TEXT SHOWN:

Physicochemical and Microbial Characterization of Treated and Untreated Produced Water

Introduction: The discharge of produced water into the aquatic environment presents a risk to the environment. This is a form of pollution and may release toxicants that are highly noxious to sensitive marine species even at low concentrations, which causes bio-degeneration/transformation and biodiversity loss.

Research Gap: There are insufficient literatures on extensive monitoring of the physicochemical and microbial characteristics of produced water. Existing literatures concerning analysis of treated and untreated produced water are not comprehensive with respect to number of physicochemical variables analyzed.

Aim: To ascertain if the physicochemical properties and microbial population of produced water were within acceptable regulatoy specifications.

Place and Duration of Study: The study was conducted in the Federal University of Petroleum Resources, Effurun, Delta State, Nigeria from July, 2021 – April, 2022.

Methodology: Electrical conductivity, dissolved oxygen, pH, temperature, turbidity, total petroleum hydrocarbons, nitrates, phosphates, sulphates and others were assessed using standard methods. Microbial counts were carried out for total heterotrophic bacteria and hydrocarbon utilizing bacteria using the pour plate method.

Results: Values obtained for some key physicochemical parameters monitored in the produced water are as follow: pH (8.10±0.03 for untreated and 8.27±0.01 for treated); electrical conductivity (35700±11 µs/cm for untreated and 41600±17 µs/cm for treated); total dissolved solids (22848±14mg/l for untreated and 26629±9mg/l for treated); dissolved oxygen (2.05±0.01mg/l for untreated and 4.23±0.03mg/l for treated); biochemical oxygen demand (28.90±0.7mg/l for untreated and 18.4±0.1mg/l for treated); phosphate (2.05±0.01mg/l for untreated and 4.23±0.03mg/l for treated); nitrate (54.82±1.9mg/l for untreated and 50.21±0.9mg/l for treated); total hydrocarbon content (118.00±0.00mg/l for untreated and 34.00±0.00mg/l); total heterotrophic bacteria (4.1e+04 CFU/ml for untreated and 2.8e+04 CFU/ml for treated); and hydrocarbon utilizing bacteria (2.44e+03 CFU/ml for untreated and 1.58e+03 CFU/ml for treated). Statistical analysis of the produced water showed varying forms of correlation between physicochemical parameters of untreated and treated produced water.

Conclusion: It is important to assess properties of produced water before disposal into aquatic environment as chronic impact associated with long-term exposures may pose potential ecological risks.

ENTRIES SHOWN:
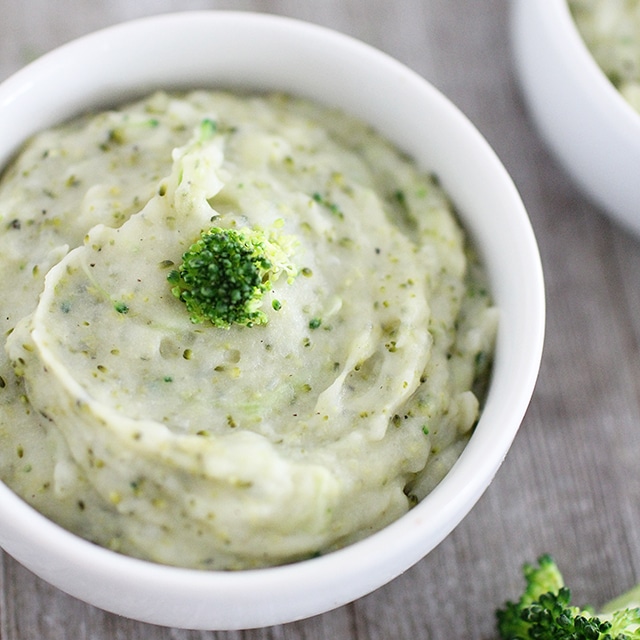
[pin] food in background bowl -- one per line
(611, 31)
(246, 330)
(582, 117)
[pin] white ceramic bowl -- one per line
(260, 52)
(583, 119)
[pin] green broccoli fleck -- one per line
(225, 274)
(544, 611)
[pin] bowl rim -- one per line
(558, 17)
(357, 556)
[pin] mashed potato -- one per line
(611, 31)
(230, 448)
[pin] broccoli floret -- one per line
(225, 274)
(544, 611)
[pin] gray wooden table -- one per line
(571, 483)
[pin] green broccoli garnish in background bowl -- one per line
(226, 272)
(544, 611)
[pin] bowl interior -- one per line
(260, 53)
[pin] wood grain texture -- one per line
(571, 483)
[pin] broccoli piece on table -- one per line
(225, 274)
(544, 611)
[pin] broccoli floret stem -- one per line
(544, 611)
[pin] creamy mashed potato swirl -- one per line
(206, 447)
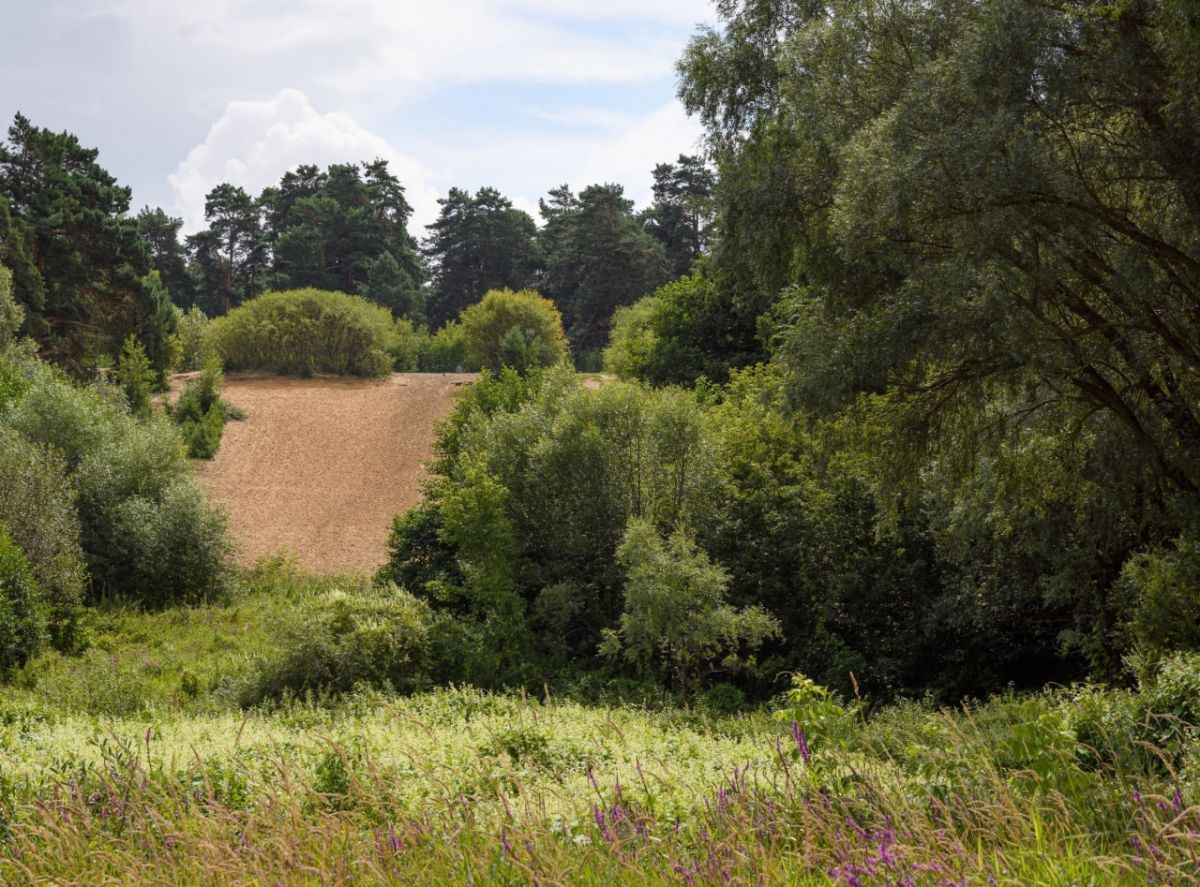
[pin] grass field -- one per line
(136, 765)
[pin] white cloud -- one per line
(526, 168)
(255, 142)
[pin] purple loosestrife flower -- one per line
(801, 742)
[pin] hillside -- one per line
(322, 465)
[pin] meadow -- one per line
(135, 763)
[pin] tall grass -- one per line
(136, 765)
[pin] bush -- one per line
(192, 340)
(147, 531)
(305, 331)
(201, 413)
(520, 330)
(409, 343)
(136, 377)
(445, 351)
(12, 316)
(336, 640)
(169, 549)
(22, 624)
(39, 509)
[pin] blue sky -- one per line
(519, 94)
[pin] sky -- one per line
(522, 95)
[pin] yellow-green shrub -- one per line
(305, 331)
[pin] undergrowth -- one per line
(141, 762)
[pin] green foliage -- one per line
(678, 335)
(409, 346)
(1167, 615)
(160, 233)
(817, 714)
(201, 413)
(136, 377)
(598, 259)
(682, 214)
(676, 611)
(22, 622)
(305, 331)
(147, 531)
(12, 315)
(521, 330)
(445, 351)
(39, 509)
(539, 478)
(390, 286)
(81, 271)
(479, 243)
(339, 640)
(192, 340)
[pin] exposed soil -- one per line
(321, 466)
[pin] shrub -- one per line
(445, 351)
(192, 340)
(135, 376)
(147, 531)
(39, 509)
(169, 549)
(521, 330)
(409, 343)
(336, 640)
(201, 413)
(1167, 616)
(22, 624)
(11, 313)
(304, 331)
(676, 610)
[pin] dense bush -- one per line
---
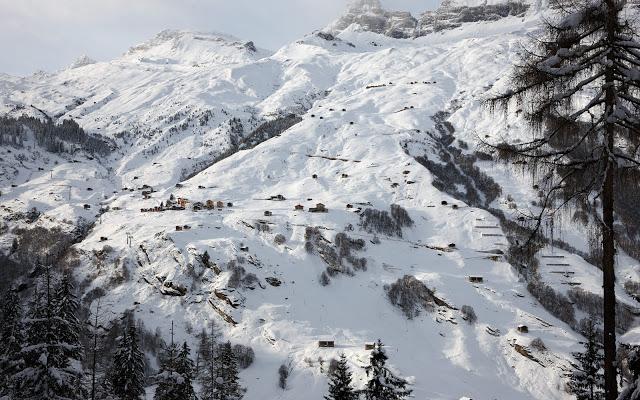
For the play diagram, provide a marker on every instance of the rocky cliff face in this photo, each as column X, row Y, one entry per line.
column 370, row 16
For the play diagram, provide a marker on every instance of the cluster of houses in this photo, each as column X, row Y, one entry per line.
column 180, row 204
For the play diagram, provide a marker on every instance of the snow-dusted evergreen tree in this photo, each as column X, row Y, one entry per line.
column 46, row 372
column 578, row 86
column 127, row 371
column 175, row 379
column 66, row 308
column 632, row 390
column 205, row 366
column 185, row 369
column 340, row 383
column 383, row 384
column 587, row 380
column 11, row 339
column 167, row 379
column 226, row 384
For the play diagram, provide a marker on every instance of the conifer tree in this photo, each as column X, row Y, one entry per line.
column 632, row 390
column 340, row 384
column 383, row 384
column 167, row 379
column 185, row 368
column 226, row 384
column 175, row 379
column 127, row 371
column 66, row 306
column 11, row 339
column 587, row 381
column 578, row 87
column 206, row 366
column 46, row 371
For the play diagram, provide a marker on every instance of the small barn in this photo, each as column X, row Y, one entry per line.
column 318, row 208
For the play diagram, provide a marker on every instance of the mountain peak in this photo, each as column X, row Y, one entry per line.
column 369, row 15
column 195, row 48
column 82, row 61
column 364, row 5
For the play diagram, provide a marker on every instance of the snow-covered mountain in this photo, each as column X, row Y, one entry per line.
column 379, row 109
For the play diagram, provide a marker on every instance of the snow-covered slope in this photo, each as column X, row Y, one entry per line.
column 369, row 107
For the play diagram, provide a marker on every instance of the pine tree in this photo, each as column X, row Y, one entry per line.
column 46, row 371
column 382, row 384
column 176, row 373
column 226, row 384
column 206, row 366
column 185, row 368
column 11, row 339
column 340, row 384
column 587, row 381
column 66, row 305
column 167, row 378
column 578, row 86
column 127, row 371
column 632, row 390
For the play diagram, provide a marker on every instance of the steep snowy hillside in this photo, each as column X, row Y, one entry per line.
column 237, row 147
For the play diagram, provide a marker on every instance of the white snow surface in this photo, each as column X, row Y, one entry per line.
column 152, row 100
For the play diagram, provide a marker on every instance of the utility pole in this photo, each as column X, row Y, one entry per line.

USING THE INFORMATION:
**1)** Repeat the part of the abstract on produced water that begins at the words "Place and Duration" and stops after "2021 – April, 2022.".
**2)** According to the abstract on produced water, where was the study carried out?
The material after the abstract on produced water stands on its own and is not part of the abstract.

PER-TASK ANSWERS:
**1)**
Place and Duration of Study: The study was conducted in the Federal University of Petroleum Resources, Effurun, Delta State, Nigeria from July, 2021 – April, 2022.

**2)** Federal University of Petroleum Resources, Effurun, Delta State, Nigeria